* _Set problem A_:
Using the post in memory of John R.W. Stott, decide whether each statement agrees with it. Answer yes or no for each, and quote the words of the post that decide it.
(i) The writer owns several books by Stott.
(ii) The commentary describes 'grace' as God's free and undeserved mercy.
(iii) The commentary takes 'this' in verse 8b to refer to faith alone.

* _Text shown_:
Thursday, July 28, 2011

In Memory of John R.W. Stott

Last night I learned that John R.W. Stott has gone to be with the Lord to wait for that great day of resurrection. For those reading this who may not know: Stott was one of the most influential Evangelicals of the 20th century; I encourage everyone to read Justin Taylor's memorial of Stott HERE.

Below is a picture of me in London, pointing to a plaque with Stott's name on the front of All Souls Church:I only own one book by Stott: his commentary on Ephesians, given to me by my brother-in-law, Daniel Haynes.

Below are Stott's comments on Ephesians 2:8-9,

God will show his grace toward us because he has saved us by his grace: For by grace you have been saved through faith. Here are three foundation words of the Christian good news-- salvation, grace, and faith. 'Salvation' is more than forgiveness. It is deliverance from the death, slavery, and wrath described in verses 1-3. Indeed, it includes the totality of our new life in Christ, together with whom we have been made alive, exalted, and seated in the heavenly realm. 'Grace' is God's free and undeserved mercy towards us, and 'faith' is the humble trust with which we receive it for ourselves.

In order to enforce this positive statement that we have been saved only by God's grace through trust in Christ, Paul adds two balancing negatives: first and this not your own doing, it is the gift of God (verse 8b) and secondly not because of works, lest any man should boast. Some commentator have taken the word 'this' in the former of these two negatives to refer to faith (i.e. 'you were saved... through faith, and even this faith by which you were saved is God's gift'). Theologically, this is true. We must never think of salvation as a kind of transaction between God and us in which he contributes grace and we contribute faith. For we were dead, and had to be quickened before we could believe. No, Christ's apostles clearly teach elsewhere that saving faith too is God's gracious gift. Nevertheless, Paul is not directly affirming this here because 'this' (touto) is neuter, whereas 'faith' is a feminine noun. We must therefore take 'this' as referring to the whole previous sentence: 'By God's grace you are a people who have been saved through faith, and this whole event and experience is... God's free gift to you.' It is neither your achievement (not your own doing) nor a reward for any of your deeds of religion or philanthropy (not because of works). Since, therefore, there is no room for human merit, there is no room for human boasting either. Salvation is God's gift, lest any man should boast. Christians are always uncomfortable in the presence of pride, for they sense its incongruity. We shall not be able to strut round heaven like peacocks. Heaven will be filled with the exploits of Christ and the praises of God. There will indeed be display in heaven. Not self-display, however, but rather a display of the incomparable wealth of God's grace, mercy and kindness through Jesus Christ.

* _Data for this exercise_:
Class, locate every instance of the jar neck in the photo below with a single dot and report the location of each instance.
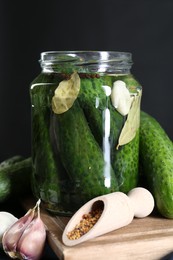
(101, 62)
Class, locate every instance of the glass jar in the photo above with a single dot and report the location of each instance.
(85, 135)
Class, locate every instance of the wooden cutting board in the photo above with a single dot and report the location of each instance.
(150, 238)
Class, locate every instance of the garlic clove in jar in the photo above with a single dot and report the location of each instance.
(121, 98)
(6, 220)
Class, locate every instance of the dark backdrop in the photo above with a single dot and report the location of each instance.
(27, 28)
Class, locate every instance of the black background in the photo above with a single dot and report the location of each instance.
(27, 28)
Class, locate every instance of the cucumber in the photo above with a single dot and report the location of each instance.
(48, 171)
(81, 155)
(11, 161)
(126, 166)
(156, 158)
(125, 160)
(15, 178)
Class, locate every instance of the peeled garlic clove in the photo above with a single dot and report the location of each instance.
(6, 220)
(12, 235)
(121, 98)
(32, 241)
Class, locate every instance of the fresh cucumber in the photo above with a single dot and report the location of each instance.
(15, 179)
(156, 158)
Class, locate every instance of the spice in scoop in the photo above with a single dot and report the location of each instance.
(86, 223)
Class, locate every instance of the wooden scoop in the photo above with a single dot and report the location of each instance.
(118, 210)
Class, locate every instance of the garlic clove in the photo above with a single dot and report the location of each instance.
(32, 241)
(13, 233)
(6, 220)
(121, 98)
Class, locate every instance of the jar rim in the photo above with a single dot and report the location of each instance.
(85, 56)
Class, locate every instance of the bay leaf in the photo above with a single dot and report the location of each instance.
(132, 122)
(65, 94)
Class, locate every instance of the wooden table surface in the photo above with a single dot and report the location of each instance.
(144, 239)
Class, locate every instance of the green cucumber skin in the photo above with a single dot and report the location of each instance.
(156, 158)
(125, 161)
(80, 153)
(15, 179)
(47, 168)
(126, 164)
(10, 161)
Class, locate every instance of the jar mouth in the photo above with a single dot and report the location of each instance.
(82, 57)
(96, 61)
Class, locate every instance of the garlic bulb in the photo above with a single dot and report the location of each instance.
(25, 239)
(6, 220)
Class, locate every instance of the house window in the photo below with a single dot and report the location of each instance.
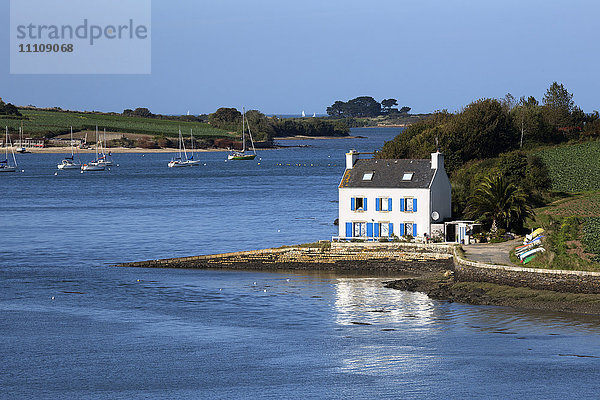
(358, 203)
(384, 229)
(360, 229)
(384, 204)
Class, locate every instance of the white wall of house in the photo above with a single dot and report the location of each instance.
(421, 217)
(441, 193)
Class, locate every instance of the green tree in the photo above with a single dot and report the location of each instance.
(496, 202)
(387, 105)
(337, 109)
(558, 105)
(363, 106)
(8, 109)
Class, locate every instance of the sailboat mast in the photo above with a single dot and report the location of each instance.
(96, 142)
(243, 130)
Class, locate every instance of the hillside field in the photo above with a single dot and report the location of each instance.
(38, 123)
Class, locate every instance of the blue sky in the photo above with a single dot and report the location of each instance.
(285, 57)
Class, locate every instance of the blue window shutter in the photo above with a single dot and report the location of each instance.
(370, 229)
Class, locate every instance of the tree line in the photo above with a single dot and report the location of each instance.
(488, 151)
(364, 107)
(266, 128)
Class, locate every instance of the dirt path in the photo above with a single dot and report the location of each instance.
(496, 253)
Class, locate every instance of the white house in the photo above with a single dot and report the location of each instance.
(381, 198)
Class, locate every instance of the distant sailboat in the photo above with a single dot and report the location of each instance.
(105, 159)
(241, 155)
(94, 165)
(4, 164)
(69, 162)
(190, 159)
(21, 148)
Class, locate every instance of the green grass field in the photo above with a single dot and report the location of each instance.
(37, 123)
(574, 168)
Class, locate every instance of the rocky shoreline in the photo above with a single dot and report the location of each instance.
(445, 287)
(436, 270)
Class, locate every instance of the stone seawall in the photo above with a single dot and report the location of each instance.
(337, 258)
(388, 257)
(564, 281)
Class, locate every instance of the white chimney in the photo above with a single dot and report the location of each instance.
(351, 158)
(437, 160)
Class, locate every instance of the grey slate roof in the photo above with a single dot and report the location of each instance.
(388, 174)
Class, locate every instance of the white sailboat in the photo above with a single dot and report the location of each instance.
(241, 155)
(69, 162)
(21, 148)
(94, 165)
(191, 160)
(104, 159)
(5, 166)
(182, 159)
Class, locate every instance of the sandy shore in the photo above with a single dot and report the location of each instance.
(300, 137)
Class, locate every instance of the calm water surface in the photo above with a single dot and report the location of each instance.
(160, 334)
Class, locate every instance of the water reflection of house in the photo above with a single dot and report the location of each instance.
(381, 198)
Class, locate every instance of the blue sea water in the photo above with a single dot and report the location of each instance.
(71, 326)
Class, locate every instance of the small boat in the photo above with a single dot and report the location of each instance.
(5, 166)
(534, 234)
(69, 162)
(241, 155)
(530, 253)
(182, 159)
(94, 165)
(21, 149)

* _Set problem B_:
Count the lines of the entries above that contain the string "tree", with case counting, and give only the number.

* _Solution A_:
(i) No: "I only own one book by Stott: his commentary on Ephesians"
(ii) Yes: "'Grace' is God's free and undeserved mercy towards us"
(iii) No: "We must therefore take 'this' as referring to the whole previous sentence"

* _Solution B_:
2